- _Problem description_
Your task is to copy the lines of the data below from the line holding "the black chair" through the line holding "tag the large", inclusive, exactly and with nothing added.

- _Recorded data_
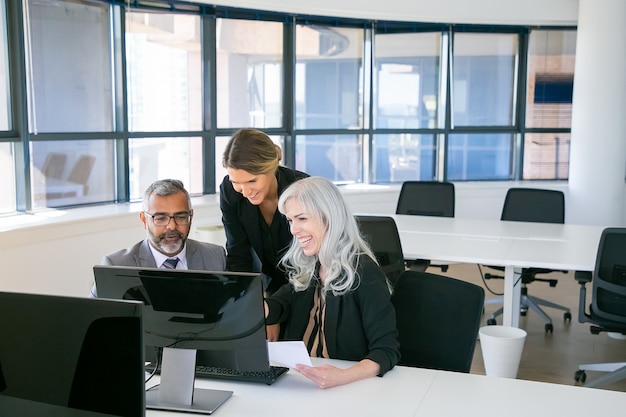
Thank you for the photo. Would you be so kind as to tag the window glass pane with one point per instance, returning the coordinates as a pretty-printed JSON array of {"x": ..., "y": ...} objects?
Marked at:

--

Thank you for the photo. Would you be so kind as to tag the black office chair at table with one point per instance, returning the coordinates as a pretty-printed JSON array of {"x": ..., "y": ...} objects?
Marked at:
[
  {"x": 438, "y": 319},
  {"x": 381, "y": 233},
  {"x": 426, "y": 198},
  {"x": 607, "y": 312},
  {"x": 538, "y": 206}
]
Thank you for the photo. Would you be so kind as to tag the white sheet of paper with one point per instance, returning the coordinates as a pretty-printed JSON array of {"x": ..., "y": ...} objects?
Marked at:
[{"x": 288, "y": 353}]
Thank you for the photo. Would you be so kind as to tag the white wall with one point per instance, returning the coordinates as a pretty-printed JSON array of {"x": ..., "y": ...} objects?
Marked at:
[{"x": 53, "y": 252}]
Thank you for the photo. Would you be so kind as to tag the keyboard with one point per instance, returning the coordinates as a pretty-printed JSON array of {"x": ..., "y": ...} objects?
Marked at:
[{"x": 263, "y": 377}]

--

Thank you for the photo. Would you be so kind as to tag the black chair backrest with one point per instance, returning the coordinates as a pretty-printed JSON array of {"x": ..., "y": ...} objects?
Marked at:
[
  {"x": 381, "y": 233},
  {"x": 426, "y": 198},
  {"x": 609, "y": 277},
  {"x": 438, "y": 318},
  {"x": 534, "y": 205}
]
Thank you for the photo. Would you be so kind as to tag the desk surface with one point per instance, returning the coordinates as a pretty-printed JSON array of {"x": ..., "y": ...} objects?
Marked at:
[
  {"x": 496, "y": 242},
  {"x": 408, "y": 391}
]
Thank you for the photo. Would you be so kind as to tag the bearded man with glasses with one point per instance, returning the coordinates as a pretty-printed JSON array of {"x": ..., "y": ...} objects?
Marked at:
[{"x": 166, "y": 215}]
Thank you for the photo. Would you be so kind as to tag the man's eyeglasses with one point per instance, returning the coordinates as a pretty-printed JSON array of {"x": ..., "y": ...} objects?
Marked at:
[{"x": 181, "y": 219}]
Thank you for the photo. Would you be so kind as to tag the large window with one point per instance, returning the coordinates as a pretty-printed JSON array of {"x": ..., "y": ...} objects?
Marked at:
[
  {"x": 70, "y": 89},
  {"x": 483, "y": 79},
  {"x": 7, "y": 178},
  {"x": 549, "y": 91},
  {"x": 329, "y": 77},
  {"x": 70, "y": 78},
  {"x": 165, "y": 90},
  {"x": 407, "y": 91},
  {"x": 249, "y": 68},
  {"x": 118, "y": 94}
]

- _Answer area_
Thank you for the photo. Would you be so kind as to tag the black chair backrest with one point per instance, returning the coordinates as a pretty-printed JSON array of {"x": ..., "y": ...} objects?
Marked at:
[
  {"x": 381, "y": 233},
  {"x": 426, "y": 198},
  {"x": 609, "y": 277},
  {"x": 438, "y": 318},
  {"x": 534, "y": 205}
]
Thank you for the photo. Would you be so kind as to tag the desk surface with one point per instance, returning the coordinates as a pretty-printed JSON array of {"x": ..., "y": ...} objects?
Marked at:
[
  {"x": 496, "y": 242},
  {"x": 408, "y": 391}
]
Thank you for the photo. Would you be so kind as to tag the bearded man with glasses with one point per instance, returning the coordinates as a pretty-printed JSON array of {"x": ..., "y": ...} objects?
Marked at:
[{"x": 166, "y": 215}]
Thank you for the photo. Would you be so kind as to tag the man's eyeglasses with one point per instance, returning the coordinates as a pretty-printed JSON array of {"x": ..., "y": ...} objects?
Marked at:
[{"x": 181, "y": 219}]
Thank you for the photo. Would you be so kind as to tag the large window with one point per instance, returning the coordinates as a pretty-printed JSON array of {"x": ..., "y": ...} objects?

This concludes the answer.